# PROMPT 1:
List every baseball player named in the article about the Chicago Cubs' bullpen.
# PROMPT 2:
Write a continuation of the article about the Chicago Cubs' bullpen and Trevor Rosenthal, starting right after its last sentence.

# SOURCE EXTRACT:
Former closer Trevor Rosenthal threw in a showcase recently and, if we’ve learned anything about the Chicago Cubs, they low high-risk, high-reward arms.
It’s hard to know exactly what Theo Epstein and Jed Hoyer have in mind for the Chicago Cubs this winter. But it’s safe to say the roster will likely look quite different next spring than it did at the end of the 2018 season.
One likely area of focus? The bullpen. After Yu Darvish essentially lost the season due to injury and Tyler Chatwood pitched ineffectively, Joe Maddon relied heavily on his group of relievers. While their performance was largely positive, there are several pending free agents in that group and a clear need for a high-end arm.
Justin Wilson and Jesse Chavez represent the team’s two biggest departures from that group. The former could return if the price is right. And, without Chavez, the Cubs likely wouldn’t have extended their run as far as they did – so his return wouldn’t shock anyone, either.
But with Brandon Morrow coming off another injury-riddled showing, the Cubs could certainly use more back-end depth. Pedro Strop and Carl Edwards will return, but they need some backup. Enter former St. Louis Cardinals closer Trevor Rosenthal.
The right-hander recently threw at a showcase for big league clubs and, according to Jon Heyman, things went quite well.

# STUDY MATERIAL:
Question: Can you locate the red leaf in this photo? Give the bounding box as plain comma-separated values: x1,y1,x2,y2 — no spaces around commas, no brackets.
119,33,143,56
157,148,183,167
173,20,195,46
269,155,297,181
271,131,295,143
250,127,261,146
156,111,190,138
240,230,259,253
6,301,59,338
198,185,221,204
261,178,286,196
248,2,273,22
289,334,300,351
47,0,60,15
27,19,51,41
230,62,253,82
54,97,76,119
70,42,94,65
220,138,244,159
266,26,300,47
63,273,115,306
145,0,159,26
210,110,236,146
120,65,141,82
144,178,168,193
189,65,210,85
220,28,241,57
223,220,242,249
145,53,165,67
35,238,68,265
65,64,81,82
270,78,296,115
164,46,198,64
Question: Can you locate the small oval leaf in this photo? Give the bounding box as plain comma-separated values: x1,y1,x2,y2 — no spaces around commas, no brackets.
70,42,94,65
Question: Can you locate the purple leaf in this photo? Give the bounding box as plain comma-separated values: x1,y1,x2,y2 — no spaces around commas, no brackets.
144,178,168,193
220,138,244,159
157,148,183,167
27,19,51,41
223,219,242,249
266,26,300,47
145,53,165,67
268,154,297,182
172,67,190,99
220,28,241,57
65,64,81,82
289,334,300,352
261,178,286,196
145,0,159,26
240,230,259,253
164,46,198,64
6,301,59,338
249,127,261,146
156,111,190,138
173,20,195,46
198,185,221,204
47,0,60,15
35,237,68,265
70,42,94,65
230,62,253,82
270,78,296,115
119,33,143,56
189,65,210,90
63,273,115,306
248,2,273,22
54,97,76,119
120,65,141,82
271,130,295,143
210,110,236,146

# WRITTEN REPLY 1:
Trevor Rosenthal, Yu Darvish, Tyler Chatwood, Justin Wilson, Jesse Chavez, Brandon Morrow, Pedro Strop, Carl Edwards

# WRITTEN REPLY 2:
Trevor Rosenthal held a showcase in California in recent days, and he didn’t hold back. In fact, word is that Rosenthal, coming off Tommy John surgery, consistently threw 98, and touched 100 mph in the event that was well attended at UC-Irvine.
A potentially huge addition to the pen
Now, there are no direct links between the Chicago Cubs and Rosenthal. But that’s not to say they won’t at least do their due dilgence on a guy with his potential.
Still just 28 years of age, Rosenthal missed all of 2018 after undergoing Tommy John surgery, But he’s just a few years removed from stellar campaigns in 2014 and 2015, in which he recorded 45 and 48 saves, respectively.
In 2015, he was particularly impressive, posting a 2.10 earned run average across 68 appearances, holding opponents to a .238 average in 68 2/3 innings of work. But he couldn’t sustain that success in 2016, when he scuffled for the Redbirds.
His earned run average skyrocketed to 4.46 – hardly what St. Louis needed or expected from a guy they anticipated would lock down the ninth inning for years to come. He rebounded, to a degree, in 2017, and limited opponents to a .210 average – the best single-season mark in his career.
Why he makes sense for Chicago
Theo Epstein is all about these high-risk, high-reward guys. Signing someone coming off Tommy John presents an inherent set of risks in and of itself. You never know if they’ll be the same guy they were before the procedure or, perhaps more importantly, how long they can sustain their health.
But adding a healthy Rosenthal to the likes of Pedro Strop, Carl Edwards and Brandon Morrow gives Chicago four legitimate arms capable of closing out ballgames. It doesn’t do anything to address the glaring need for an impact left-handed arm, but it’s unlikely Rosenthal fetches much financially, which would allow Epstein to go after a big-time southpaw, as well.
Time will tell where Rosenthal winds up, but don’t be shocked to see reports connecting the Cubs to their biggest rival’s former closer in the weeks and months to come.